[[ SUPPLIED RECORDS open ]]

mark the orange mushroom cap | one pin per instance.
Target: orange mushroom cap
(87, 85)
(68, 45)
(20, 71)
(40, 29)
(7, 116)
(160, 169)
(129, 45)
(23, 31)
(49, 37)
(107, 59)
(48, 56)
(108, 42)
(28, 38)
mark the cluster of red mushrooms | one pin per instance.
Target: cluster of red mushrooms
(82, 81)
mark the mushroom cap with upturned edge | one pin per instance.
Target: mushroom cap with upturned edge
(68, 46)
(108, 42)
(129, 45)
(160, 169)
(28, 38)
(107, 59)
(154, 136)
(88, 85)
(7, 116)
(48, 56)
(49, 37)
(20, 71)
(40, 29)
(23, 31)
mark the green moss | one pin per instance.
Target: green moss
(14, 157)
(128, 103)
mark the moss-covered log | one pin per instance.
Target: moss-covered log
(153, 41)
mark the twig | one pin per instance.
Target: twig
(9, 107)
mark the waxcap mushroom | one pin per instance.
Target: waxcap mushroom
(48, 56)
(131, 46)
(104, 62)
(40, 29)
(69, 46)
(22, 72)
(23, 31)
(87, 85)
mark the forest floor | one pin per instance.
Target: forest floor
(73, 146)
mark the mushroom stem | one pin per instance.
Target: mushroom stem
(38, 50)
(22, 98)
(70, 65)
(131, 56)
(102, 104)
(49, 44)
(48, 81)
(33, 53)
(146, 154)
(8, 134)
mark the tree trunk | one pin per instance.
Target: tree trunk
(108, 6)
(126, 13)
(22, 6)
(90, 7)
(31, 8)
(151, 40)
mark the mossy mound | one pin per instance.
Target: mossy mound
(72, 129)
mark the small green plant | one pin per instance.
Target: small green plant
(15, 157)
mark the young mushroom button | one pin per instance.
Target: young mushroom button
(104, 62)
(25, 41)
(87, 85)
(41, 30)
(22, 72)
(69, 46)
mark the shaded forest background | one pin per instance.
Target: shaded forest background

[[ SUPPLIED RECORDS closed ]]

YOUR ASSIGNMENT ->
Write the data out once more. Keep every word the same.

ANSWER BELOW ->
mark the orange mushroom cap | one pin per instance.
Target: orange mushroom cap
(87, 85)
(68, 45)
(20, 71)
(40, 29)
(7, 116)
(160, 169)
(129, 45)
(23, 31)
(49, 37)
(107, 59)
(48, 56)
(108, 42)
(28, 38)
mark the cluster of red mushrooms | one pin per instance.
Target: cluster of red mushrooms
(82, 81)
mark the mushroom cap with upturned edge | one pin per instance.
Target: mushroom cap with upturned edge
(68, 46)
(108, 42)
(129, 45)
(160, 169)
(28, 38)
(107, 59)
(154, 136)
(88, 85)
(7, 116)
(48, 56)
(49, 37)
(20, 71)
(40, 29)
(23, 31)
mark the green moss | one pin per instance.
Target: green moss
(14, 157)
(128, 103)
mark the moss-covered log | one pin per instance.
Target: moss-covered log
(153, 41)
mark the twig | one pin per instance.
Target: twig
(9, 107)
mark the waxcap mushroom | one pin per instance.
Target: waxcap mushroom
(48, 56)
(131, 46)
(104, 62)
(40, 29)
(69, 46)
(22, 72)
(23, 31)
(87, 85)
mark the forest floor | one pin per instance.
Target: forest floor
(73, 146)
mark the mushroom stem | one pin per instance.
Target: mushroom stem
(38, 50)
(22, 98)
(70, 65)
(131, 56)
(102, 104)
(49, 44)
(48, 81)
(33, 53)
(146, 154)
(8, 134)
mark the tree trunk | one pin per instance.
Target: tree trunk
(108, 6)
(126, 13)
(22, 6)
(90, 7)
(31, 8)
(151, 40)
mark the mossy mound | one pin per instance.
Target: mossy mound
(72, 129)
mark the small green plant | one pin per instance.
Target: small green plant
(15, 157)
mark the young mushroom button | one pin per instance.
Target: young mushroom button
(104, 62)
(25, 41)
(87, 85)
(41, 30)
(22, 72)
(69, 46)
mark the shaded forest background | one pin per instance.
Target: shaded forest background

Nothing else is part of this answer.